> EXERCISES
1: Copy the film synopsis below word for word, starting at "The film, based" and ending at "the whole truth.".
2: Continue the synopsis of the film about the Bosnian miner Alija Basic, picking up after its final sentence.

> SELECTED PASSAGE
- - - - -

The film, based on true events, centers on a Bosnian miner named Alija Basic (Leon Lucev) who left his home country as a child to escape the Bosnian War. He has lived in Slovenia with his family for more than 30 years, and the move to capitalism has brought with it the economic uncertainties and workplace abuses well known in advanced capitalist nations. The mine he works in is being sold, and all the miners fear for their jobs. When he is assigned to inspect a closed-off part of the mine, a job beneath his skill and seniority, with only a student (Nikolaj Burger) to assist him, he reluctantly does as he’s told. When he finds evidence of a World War II-era atrocity in the mine, the pain of his past forces him irresistibly to uncover the whole truth.

- - - - -

> DATA UNDER STUDY

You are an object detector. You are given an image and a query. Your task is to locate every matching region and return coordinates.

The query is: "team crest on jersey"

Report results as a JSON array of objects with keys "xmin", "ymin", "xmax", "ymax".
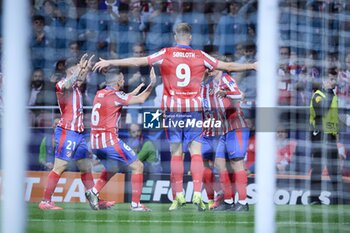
[
  {"xmin": 115, "ymin": 91, "xmax": 128, "ymax": 100},
  {"xmin": 66, "ymin": 151, "xmax": 72, "ymax": 158}
]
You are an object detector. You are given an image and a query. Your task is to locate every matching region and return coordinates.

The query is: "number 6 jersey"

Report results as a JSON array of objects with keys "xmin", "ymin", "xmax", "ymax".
[
  {"xmin": 90, "ymin": 87, "xmax": 132, "ymax": 149},
  {"xmin": 147, "ymin": 45, "xmax": 218, "ymax": 112}
]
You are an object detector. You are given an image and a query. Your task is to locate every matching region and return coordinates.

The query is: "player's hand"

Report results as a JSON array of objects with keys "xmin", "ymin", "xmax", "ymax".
[
  {"xmin": 92, "ymin": 58, "xmax": 111, "ymax": 72},
  {"xmin": 149, "ymin": 66, "xmax": 157, "ymax": 86},
  {"xmin": 87, "ymin": 54, "xmax": 95, "ymax": 70},
  {"xmin": 216, "ymin": 90, "xmax": 226, "ymax": 98},
  {"xmin": 79, "ymin": 53, "xmax": 88, "ymax": 69}
]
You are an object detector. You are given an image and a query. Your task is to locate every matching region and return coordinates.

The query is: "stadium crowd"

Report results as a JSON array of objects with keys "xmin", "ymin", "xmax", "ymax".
[{"xmin": 0, "ymin": 0, "xmax": 350, "ymax": 177}]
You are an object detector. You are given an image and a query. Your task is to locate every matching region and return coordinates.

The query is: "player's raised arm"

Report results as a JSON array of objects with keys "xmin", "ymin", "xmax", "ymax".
[
  {"xmin": 129, "ymin": 67, "xmax": 156, "ymax": 105},
  {"xmin": 217, "ymin": 61, "xmax": 258, "ymax": 72},
  {"xmin": 92, "ymin": 57, "xmax": 148, "ymax": 71},
  {"xmin": 128, "ymin": 83, "xmax": 145, "ymax": 95}
]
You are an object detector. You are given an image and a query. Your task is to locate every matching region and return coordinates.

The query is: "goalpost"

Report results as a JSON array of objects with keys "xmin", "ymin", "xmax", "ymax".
[
  {"xmin": 255, "ymin": 0, "xmax": 278, "ymax": 233},
  {"xmin": 1, "ymin": 0, "xmax": 30, "ymax": 233}
]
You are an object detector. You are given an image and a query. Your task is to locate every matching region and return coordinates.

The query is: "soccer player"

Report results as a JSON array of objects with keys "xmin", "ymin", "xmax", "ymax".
[
  {"xmin": 93, "ymin": 23, "xmax": 256, "ymax": 211},
  {"xmin": 86, "ymin": 68, "xmax": 156, "ymax": 211},
  {"xmin": 39, "ymin": 54, "xmax": 114, "ymax": 210},
  {"xmin": 204, "ymin": 70, "xmax": 249, "ymax": 211}
]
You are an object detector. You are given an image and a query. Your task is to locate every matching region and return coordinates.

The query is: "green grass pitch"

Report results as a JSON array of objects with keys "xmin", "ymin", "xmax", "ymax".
[{"xmin": 27, "ymin": 203, "xmax": 350, "ymax": 233}]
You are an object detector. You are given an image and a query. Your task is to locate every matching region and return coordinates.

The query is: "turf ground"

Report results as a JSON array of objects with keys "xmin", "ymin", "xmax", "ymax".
[{"xmin": 27, "ymin": 203, "xmax": 350, "ymax": 233}]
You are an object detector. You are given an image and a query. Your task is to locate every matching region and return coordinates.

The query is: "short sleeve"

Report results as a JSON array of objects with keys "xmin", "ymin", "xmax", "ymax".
[
  {"xmin": 201, "ymin": 51, "xmax": 219, "ymax": 71},
  {"xmin": 114, "ymin": 91, "xmax": 132, "ymax": 106},
  {"xmin": 147, "ymin": 48, "xmax": 166, "ymax": 66},
  {"xmin": 56, "ymin": 79, "xmax": 64, "ymax": 93}
]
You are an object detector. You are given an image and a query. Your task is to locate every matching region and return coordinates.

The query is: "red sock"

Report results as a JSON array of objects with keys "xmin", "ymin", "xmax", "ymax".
[
  {"xmin": 44, "ymin": 171, "xmax": 61, "ymax": 201},
  {"xmin": 213, "ymin": 176, "xmax": 222, "ymax": 193},
  {"xmin": 80, "ymin": 172, "xmax": 95, "ymax": 189},
  {"xmin": 170, "ymin": 175, "xmax": 176, "ymax": 200},
  {"xmin": 203, "ymin": 167, "xmax": 214, "ymax": 200},
  {"xmin": 95, "ymin": 169, "xmax": 115, "ymax": 192},
  {"xmin": 170, "ymin": 155, "xmax": 184, "ymax": 193},
  {"xmin": 131, "ymin": 174, "xmax": 143, "ymax": 203},
  {"xmin": 191, "ymin": 154, "xmax": 204, "ymax": 192},
  {"xmin": 235, "ymin": 170, "xmax": 248, "ymax": 200},
  {"xmin": 229, "ymin": 172, "xmax": 237, "ymax": 197},
  {"xmin": 220, "ymin": 171, "xmax": 232, "ymax": 199}
]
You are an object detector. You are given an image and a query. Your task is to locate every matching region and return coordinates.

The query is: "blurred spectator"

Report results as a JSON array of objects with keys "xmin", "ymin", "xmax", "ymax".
[
  {"xmin": 233, "ymin": 41, "xmax": 256, "ymax": 102},
  {"xmin": 98, "ymin": 0, "xmax": 120, "ymax": 21},
  {"xmin": 126, "ymin": 124, "xmax": 162, "ymax": 173},
  {"xmin": 28, "ymin": 69, "xmax": 45, "ymax": 106},
  {"xmin": 145, "ymin": 0, "xmax": 173, "ymax": 54},
  {"xmin": 276, "ymin": 127, "xmax": 297, "ymax": 174},
  {"xmin": 45, "ymin": 1, "xmax": 77, "ymax": 60},
  {"xmin": 174, "ymin": 0, "xmax": 210, "ymax": 50},
  {"xmin": 125, "ymin": 44, "xmax": 155, "ymax": 123},
  {"xmin": 30, "ymin": 15, "xmax": 55, "ymax": 72},
  {"xmin": 214, "ymin": 1, "xmax": 247, "ymax": 54},
  {"xmin": 278, "ymin": 46, "xmax": 293, "ymax": 105},
  {"xmin": 78, "ymin": 0, "xmax": 110, "ymax": 57},
  {"xmin": 110, "ymin": 3, "xmax": 142, "ymax": 58},
  {"xmin": 67, "ymin": 41, "xmax": 81, "ymax": 59}
]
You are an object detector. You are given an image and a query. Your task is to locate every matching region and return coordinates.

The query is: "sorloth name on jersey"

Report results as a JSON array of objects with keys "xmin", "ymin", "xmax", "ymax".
[{"xmin": 173, "ymin": 52, "xmax": 196, "ymax": 57}]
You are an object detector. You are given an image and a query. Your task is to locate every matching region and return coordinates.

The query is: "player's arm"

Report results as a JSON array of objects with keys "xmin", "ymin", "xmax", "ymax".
[
  {"xmin": 217, "ymin": 75, "xmax": 244, "ymax": 100},
  {"xmin": 78, "ymin": 55, "xmax": 95, "ymax": 81},
  {"xmin": 128, "ymin": 83, "xmax": 145, "ymax": 95},
  {"xmin": 92, "ymin": 57, "xmax": 148, "ymax": 71},
  {"xmin": 62, "ymin": 53, "xmax": 93, "ymax": 90},
  {"xmin": 216, "ymin": 61, "xmax": 258, "ymax": 72},
  {"xmin": 129, "ymin": 67, "xmax": 156, "ymax": 105}
]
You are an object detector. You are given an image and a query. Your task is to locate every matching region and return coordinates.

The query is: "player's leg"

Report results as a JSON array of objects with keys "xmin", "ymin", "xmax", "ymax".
[
  {"xmin": 211, "ymin": 135, "xmax": 233, "ymax": 211},
  {"xmin": 189, "ymin": 140, "xmax": 206, "ymax": 211},
  {"xmin": 39, "ymin": 158, "xmax": 68, "ymax": 210},
  {"xmin": 85, "ymin": 148, "xmax": 118, "ymax": 210},
  {"xmin": 129, "ymin": 159, "xmax": 151, "ymax": 211},
  {"xmin": 309, "ymin": 133, "xmax": 323, "ymax": 205},
  {"xmin": 226, "ymin": 128, "xmax": 249, "ymax": 211},
  {"xmin": 326, "ymin": 135, "xmax": 343, "ymax": 204},
  {"xmin": 166, "ymin": 113, "xmax": 186, "ymax": 211},
  {"xmin": 202, "ymin": 137, "xmax": 216, "ymax": 208},
  {"xmin": 39, "ymin": 127, "xmax": 77, "ymax": 210},
  {"xmin": 107, "ymin": 140, "xmax": 150, "ymax": 211},
  {"xmin": 169, "ymin": 142, "xmax": 186, "ymax": 211}
]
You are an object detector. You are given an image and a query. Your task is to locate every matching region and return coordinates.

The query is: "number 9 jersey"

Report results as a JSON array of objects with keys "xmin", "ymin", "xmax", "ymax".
[{"xmin": 147, "ymin": 45, "xmax": 218, "ymax": 112}]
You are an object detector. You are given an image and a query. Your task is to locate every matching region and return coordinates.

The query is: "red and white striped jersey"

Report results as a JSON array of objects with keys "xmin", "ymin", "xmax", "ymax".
[
  {"xmin": 90, "ymin": 87, "xmax": 132, "ymax": 149},
  {"xmin": 148, "ymin": 45, "xmax": 218, "ymax": 112},
  {"xmin": 201, "ymin": 74, "xmax": 248, "ymax": 136},
  {"xmin": 56, "ymin": 79, "xmax": 84, "ymax": 133}
]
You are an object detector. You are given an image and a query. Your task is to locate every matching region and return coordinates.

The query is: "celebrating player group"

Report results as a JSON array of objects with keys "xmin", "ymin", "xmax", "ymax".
[{"xmin": 39, "ymin": 23, "xmax": 256, "ymax": 211}]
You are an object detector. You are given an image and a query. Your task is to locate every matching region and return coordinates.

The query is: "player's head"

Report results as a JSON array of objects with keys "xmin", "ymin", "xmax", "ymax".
[
  {"xmin": 64, "ymin": 58, "xmax": 78, "ymax": 75},
  {"xmin": 323, "ymin": 68, "xmax": 338, "ymax": 89},
  {"xmin": 129, "ymin": 124, "xmax": 141, "ymax": 138},
  {"xmin": 105, "ymin": 69, "xmax": 124, "ymax": 90},
  {"xmin": 174, "ymin": 23, "xmax": 192, "ymax": 45}
]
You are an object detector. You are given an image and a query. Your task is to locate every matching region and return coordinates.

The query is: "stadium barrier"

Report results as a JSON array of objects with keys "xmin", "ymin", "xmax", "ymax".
[{"xmin": 16, "ymin": 171, "xmax": 350, "ymax": 205}]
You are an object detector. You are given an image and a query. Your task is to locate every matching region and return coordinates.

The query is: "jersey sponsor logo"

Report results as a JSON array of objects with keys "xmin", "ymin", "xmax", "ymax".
[
  {"xmin": 173, "ymin": 52, "xmax": 196, "ymax": 58},
  {"xmin": 315, "ymin": 96, "xmax": 322, "ymax": 103},
  {"xmin": 115, "ymin": 91, "xmax": 128, "ymax": 100}
]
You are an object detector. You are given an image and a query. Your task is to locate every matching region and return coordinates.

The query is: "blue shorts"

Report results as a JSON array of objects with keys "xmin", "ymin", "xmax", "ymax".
[
  {"xmin": 216, "ymin": 128, "xmax": 249, "ymax": 160},
  {"xmin": 92, "ymin": 139, "xmax": 137, "ymax": 171},
  {"xmin": 202, "ymin": 136, "xmax": 220, "ymax": 161},
  {"xmin": 55, "ymin": 127, "xmax": 90, "ymax": 161},
  {"xmin": 165, "ymin": 112, "xmax": 202, "ymax": 145}
]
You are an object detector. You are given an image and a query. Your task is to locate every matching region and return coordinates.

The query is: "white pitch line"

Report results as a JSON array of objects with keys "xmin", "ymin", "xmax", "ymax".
[{"xmin": 28, "ymin": 219, "xmax": 350, "ymax": 226}]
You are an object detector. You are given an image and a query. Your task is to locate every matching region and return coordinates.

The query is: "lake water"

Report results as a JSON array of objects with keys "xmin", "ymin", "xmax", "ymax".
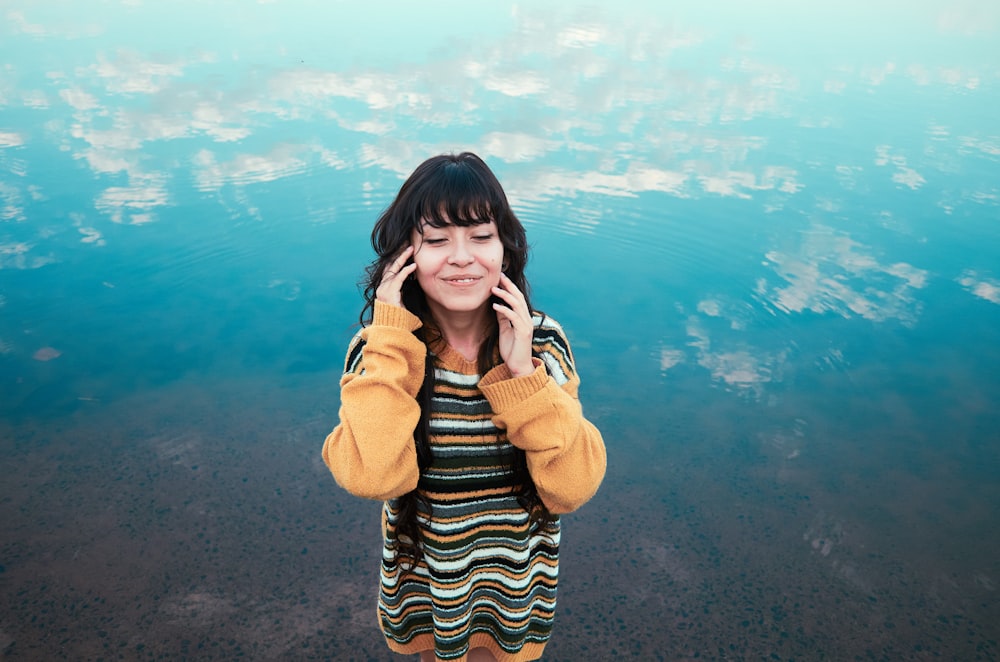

- - - - -

> EXERCISE RESPONSES
1:
The film, based on true events, centers on a Bosnian miner named Alija Basic (Leon Lucev) who left his home country as a child to escape the Bosnian War. He has lived in Slovenia with his family for more than 30 years, and the move to capitalism has brought with it the economic uncertainties and workplace abuses well known in advanced capitalist nations. The mine he works in is being sold, and all the miners fear for their jobs. When he is assigned to inspect a closed-off part of the mine, a job beneath his skill and seniority, with only a student (Nikolaj Burger) to assist him, he reluctantly does as he’s told. When he finds evidence of a World War II-era atrocity in the mine, the pain of his past forces him irresistibly to uncover the whole truth.

2:
Director Hanna Slak works her magic by concentrating her camera closely on Alija. We can practically see his thought processes as his mounting anxiety and sun-tinged memories of the beloved sister he lost to the war lead him to identify with the victims left to rot behind a wall of cement. Slak uses the physicality of his work to emphasize the hardship of his life and the immediacy of his response to his discovery, and her haunting shots inside the mine might as well be boring into the souls of people working hard to maintain their forgetfulness. As in Snow, the film’s emphasis on acknowledging the victims and offering them a proper burial highlights the need for truth and reconciliation in war-torn regions of the world. Erasure is for the immoral and amoral, and Slak and her talented ensemble do what they can to ensure that human life and memory are honored.
Catch the Wind screens Wednesday, March 14 at 8:15 p.m. The Miner screens Friday, March 30 at 6 p.m. and Monday, April 2 at 8 p.m. Both films show at the Gene Siskel Film Center, 164 N. State St.